WRITTEN TASK
Copy the entries below from the line containing "of the grassy" through the end of the entries, both ends included, and shift each coordinate in the answers by adding 76 to it.
======== INFORMATION SUPPLIED ========
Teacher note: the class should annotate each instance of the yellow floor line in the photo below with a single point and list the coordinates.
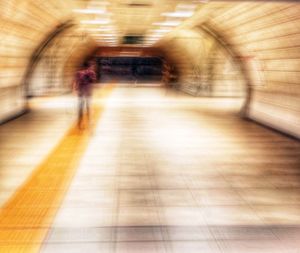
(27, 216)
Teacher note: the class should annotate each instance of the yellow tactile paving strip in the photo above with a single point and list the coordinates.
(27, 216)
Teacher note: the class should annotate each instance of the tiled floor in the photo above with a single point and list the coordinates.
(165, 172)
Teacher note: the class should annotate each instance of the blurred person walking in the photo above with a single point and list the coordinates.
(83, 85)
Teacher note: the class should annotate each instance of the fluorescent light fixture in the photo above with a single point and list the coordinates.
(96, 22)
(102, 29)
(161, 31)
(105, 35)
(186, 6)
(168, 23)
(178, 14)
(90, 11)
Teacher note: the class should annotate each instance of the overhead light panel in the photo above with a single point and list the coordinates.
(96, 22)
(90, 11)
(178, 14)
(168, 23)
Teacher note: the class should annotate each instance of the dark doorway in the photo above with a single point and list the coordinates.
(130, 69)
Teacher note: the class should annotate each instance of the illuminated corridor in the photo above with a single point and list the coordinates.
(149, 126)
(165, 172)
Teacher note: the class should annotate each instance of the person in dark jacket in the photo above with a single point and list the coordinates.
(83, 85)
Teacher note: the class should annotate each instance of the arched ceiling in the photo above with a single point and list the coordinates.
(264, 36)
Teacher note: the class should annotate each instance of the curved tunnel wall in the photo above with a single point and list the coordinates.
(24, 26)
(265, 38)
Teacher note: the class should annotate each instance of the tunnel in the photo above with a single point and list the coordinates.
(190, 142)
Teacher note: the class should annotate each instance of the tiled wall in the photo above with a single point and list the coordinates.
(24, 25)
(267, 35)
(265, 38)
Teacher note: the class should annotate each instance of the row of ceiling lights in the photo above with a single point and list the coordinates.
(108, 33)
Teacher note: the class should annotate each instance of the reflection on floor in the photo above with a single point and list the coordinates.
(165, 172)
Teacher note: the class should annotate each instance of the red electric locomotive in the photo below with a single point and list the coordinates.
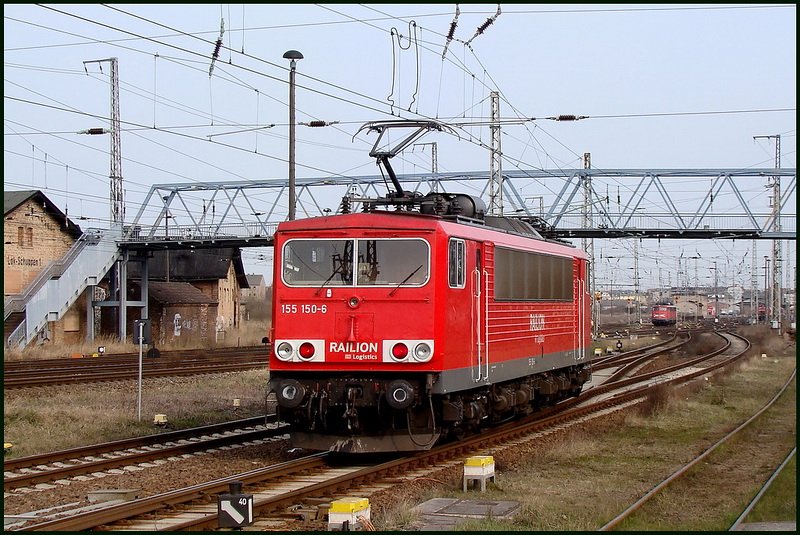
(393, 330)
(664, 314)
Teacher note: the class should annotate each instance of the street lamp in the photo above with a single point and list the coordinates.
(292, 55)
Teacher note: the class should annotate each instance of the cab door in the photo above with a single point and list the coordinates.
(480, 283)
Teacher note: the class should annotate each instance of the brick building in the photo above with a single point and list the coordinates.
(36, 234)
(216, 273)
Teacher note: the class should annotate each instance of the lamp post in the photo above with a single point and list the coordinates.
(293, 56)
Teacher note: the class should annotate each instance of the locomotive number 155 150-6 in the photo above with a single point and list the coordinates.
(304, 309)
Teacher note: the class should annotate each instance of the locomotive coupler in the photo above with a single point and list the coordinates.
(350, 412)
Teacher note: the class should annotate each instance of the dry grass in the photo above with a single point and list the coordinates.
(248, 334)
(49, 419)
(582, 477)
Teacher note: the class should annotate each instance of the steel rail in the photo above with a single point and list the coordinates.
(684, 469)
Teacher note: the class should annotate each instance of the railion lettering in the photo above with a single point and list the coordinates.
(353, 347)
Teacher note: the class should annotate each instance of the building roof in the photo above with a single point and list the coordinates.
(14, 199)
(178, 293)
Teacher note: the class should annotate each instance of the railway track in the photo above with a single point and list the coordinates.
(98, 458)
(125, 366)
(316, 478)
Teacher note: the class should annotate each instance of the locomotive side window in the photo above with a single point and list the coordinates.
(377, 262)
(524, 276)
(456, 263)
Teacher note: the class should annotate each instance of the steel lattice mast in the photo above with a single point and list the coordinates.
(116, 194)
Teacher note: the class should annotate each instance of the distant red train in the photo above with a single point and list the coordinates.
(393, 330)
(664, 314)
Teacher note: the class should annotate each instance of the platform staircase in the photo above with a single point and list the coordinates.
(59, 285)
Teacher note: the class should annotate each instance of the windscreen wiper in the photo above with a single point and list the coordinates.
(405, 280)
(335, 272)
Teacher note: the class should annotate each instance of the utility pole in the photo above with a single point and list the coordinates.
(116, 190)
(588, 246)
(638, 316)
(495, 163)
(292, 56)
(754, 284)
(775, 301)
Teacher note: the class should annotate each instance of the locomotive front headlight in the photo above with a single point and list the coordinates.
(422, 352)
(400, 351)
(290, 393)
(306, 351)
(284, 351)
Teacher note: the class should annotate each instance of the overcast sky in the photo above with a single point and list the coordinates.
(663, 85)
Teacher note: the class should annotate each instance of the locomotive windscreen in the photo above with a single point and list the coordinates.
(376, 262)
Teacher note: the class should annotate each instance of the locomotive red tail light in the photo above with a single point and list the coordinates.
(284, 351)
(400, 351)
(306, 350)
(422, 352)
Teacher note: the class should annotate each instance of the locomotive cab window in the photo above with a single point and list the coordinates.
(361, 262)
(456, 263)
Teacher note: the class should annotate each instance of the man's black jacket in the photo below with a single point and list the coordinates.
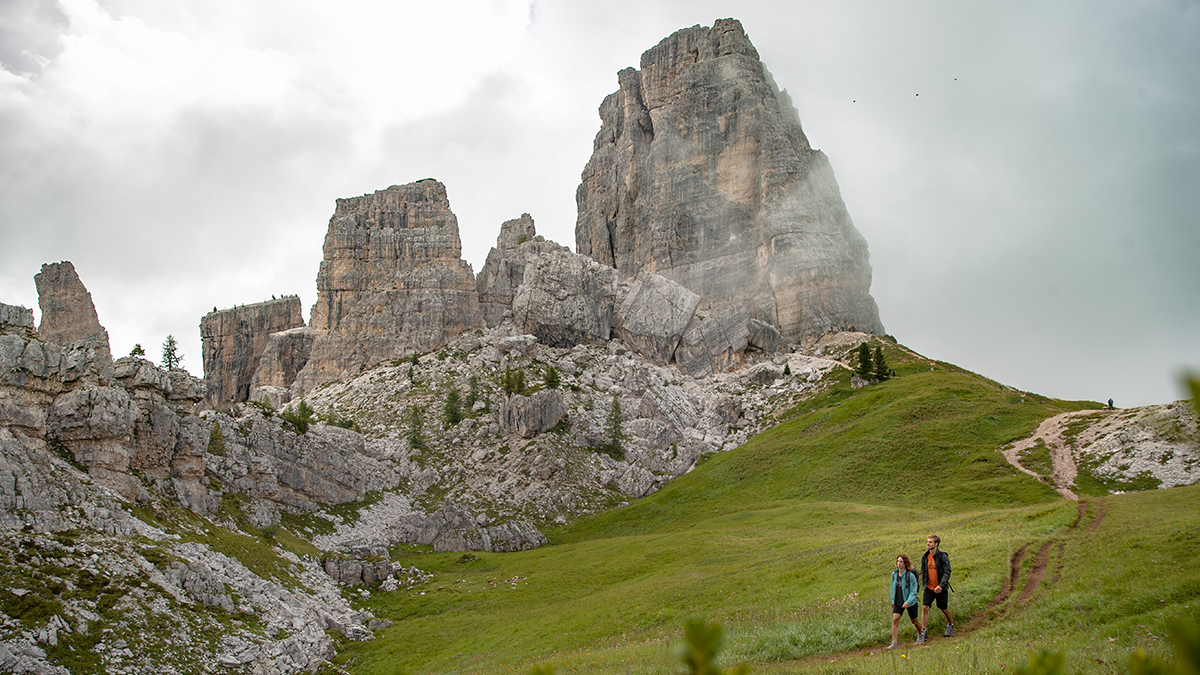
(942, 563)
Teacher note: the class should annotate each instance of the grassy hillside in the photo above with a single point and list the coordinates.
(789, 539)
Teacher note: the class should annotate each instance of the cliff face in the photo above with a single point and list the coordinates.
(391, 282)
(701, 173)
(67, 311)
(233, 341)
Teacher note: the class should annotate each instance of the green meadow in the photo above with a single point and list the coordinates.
========
SOLUTION FOR THIS PROBLEM
Teacher note: the class should annotate each instance of the grassy hillside in the photo above with a single point and list the coordinates.
(865, 615)
Teacher note: the class should annotate each instance of the cliff face in the photo above with a single point and list the coordinates.
(467, 358)
(777, 249)
(143, 387)
(309, 417)
Teacher note: the class should annotate each instance of the green meadow in the photo above with a single point and list the coordinates.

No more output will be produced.